# Задание 1
Изложите исходный текст в двух предложениях.

# Исходный текст
=-=-=
Читателя этого, который, я полагаю, еще не рожден на свет, следует
сразу же предварить, что эти строки диктуются при самых неблагоприятных
обстоятельствах, какие можно себе представить. Несносный стрекот пишущей
машинки отнимает у меня все, что как-то скрашивает человеку жизнь; скорость,
с какою я и мой секретарь продвигаемся вперед, чуть маловата для обычного
непринужденного разговора и немного велика для серьезного сочинения. В
утешение читателю и в интересах моих наследников будем надеяться, что с
течением времени я привыкну к этому неспорому занятию; а покуда, навыка ради
- хотя, быть может, и без особой надежды создать что-то ценное - я так же,
как начал, в состоянии, близком к лунатическому, и загипнотизированный
звуками проклятого инструмента, буду дальше сыпать словами. Эти слова
призваны передать мои впечатления и воспоминания о тех или иных выдающихся
людях, преимущественно литераторах, с которыми мне посчастливилось
встречаться. Я понимаю, однако, что исход опыта еще решит судьба; удастся ли
мне под аккомпанемент машинки и в непривычном напряжении и неловкости от
диктовки сказать хоть слово из того, что хочется, - это предугадать
невозможно.
Первый писатель, с которым меня свела судьба, был Роберт Майкл
Баллантайн. Читателю скорей всего незнакомы его произведения; им, как мне
представляется, едва ли уготовано бессмертие, но в мое время они
пользовались у детей чрезвычайной популярностью. Я сам усердно штудировал
его сочинения; и когда мистер Баллантайн задумал написать книжку, в которой
роль, можно сказать, главного героя отводилась моему родному деду, и поехал
на Белл Рок, чтобы подготовиться к столь ответственной задаче, а меня по
такому случаю пригласили на обед к дяде, чтобы с ним познакомиться, - мое
ликование нетрудно себе представить. Мистер Баллантайн оказался на редкость
красивым человеком с окладистой черной бородой; он рисовал и показывал свои
рисунки; он играл на рояле, что по тем временам среди мужчин было редкостью;
и, кроме того, он пел песни, а нам с двоюродными братьями полагалось хором
подпевать. Братья подпевали, я - нет; братья, быть может, оттого, что
восхищались мистером Баллантайном не столь безгранично, как я, способны были
принимать участие и - так мне казалось - блистать в разговоре; я же сидел
словно воды в рот набрал и даже не заикнулся о своей любви. Я ушел из
дядиного дома просто больной от невысказанного обожания, чувствуя, что мною
несправедливо пренебрегли, а мои братья - жалкие выскочки. Я забыл сказать,
что за беседой мистер Баллантайн еще более возвысился в наших глазах:
выяснилось, что для какого-то очередного из своих недолговечных сочинений он
изучал жизнь пожарных, недавно помогал тушить пожар и, помнится,
собственными руками спас человека. Одним словом, что бы я там ни думал
сейчас о произведениях мистера Баллантайна, встреча с таким бодрым,
красивым, деятельным, музыкальным и отважным человеком очень усилила
врожденное пристрастие мое к писателям. Много-много дней потом истории,
которые я себе рассказывал перед сном, вертелись вокруг этого недосягаемо
прекрасного существа: я встречался с ним снова, обстоятельства помогали мне
показать себя в полном блеске моих талантов, я отличался геройскими
поступками, во мне внезапно обнаруживалось огромное музыкальное дарование, и
мой кумир, оборотившись ко мне с белозубой улыбкой на чернобородом лице,
которая приводила меня в такой восторг, когда предназначалась другим,
признавал в конце концов мое превосходство над бойкими двоюродными братьями.
=-=-=
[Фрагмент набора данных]
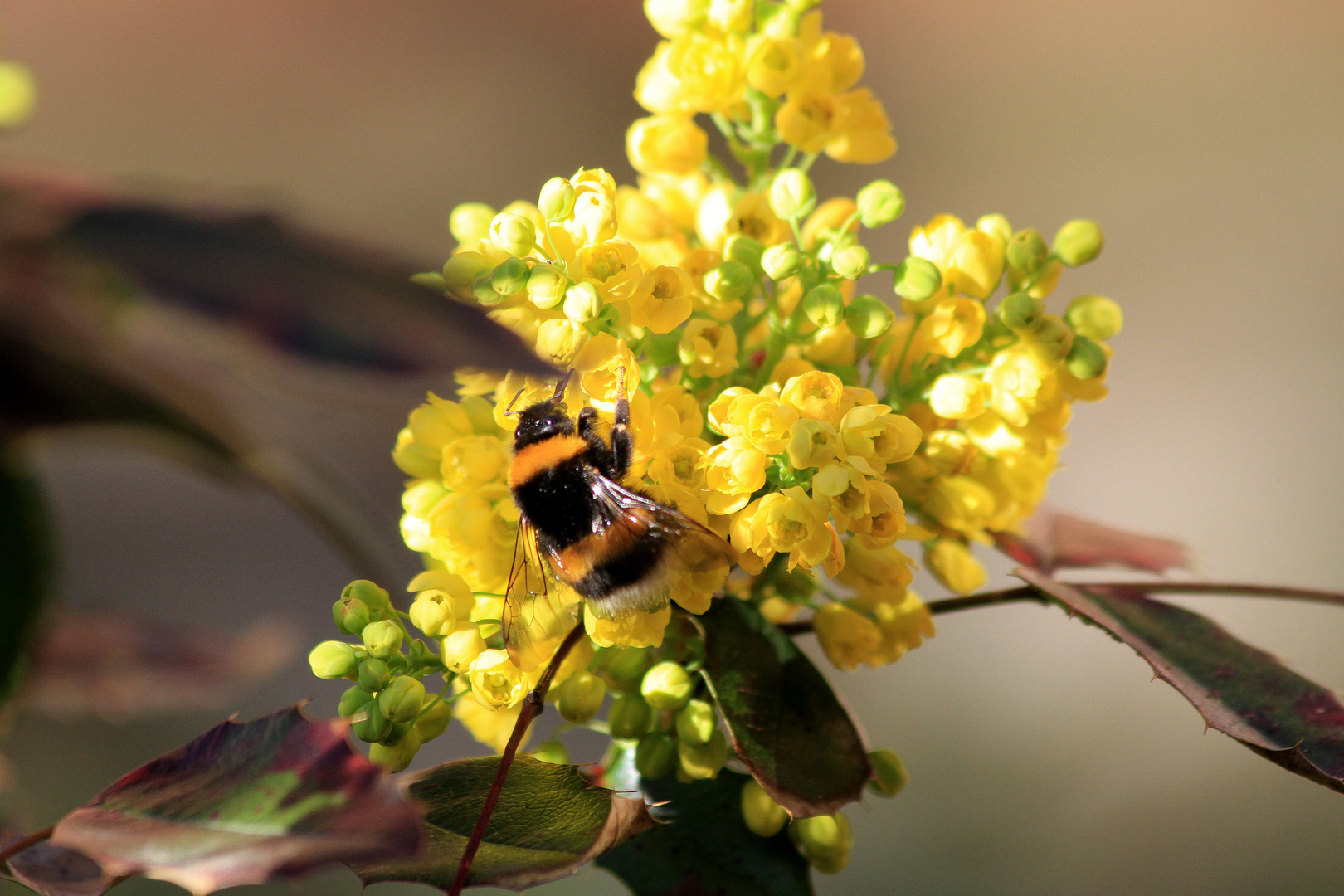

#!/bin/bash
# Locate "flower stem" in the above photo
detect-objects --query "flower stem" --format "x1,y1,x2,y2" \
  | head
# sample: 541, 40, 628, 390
447, 622, 583, 896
=-=-=
# Задание 2
Переименуйте «flower stem» в «plant stem» во всех строках фрагмента набора данных, ничего больше не меняя. Выведите эти строки заново без картинок.

# Правильный ответ 1
Автор предупреждает, что диктует эти строки под стрекот пишущей машинки в крайне неблагоприятных обстоятельствах, и собирается передать впечатления и воспоминания о выдающихся людях, преимущественно литераторах, с которыми довелось встречаться. Первым таким писателем стал Роберт Майкл Баллантайн, и знакомство с ним на обеде у дяди очень усилило врожденное пристрастие автора к писателям, хотя за весь вечер автор так и не заговорил о своей любви.

# Правильный ответ 2
#!/bin/bash
# Locate "plant stem" in the above photo
detect-objects --query "plant stem" --format "x1,y1,x2,y2" \
  | head
# sample: 541, 40, 628, 390
447, 622, 583, 896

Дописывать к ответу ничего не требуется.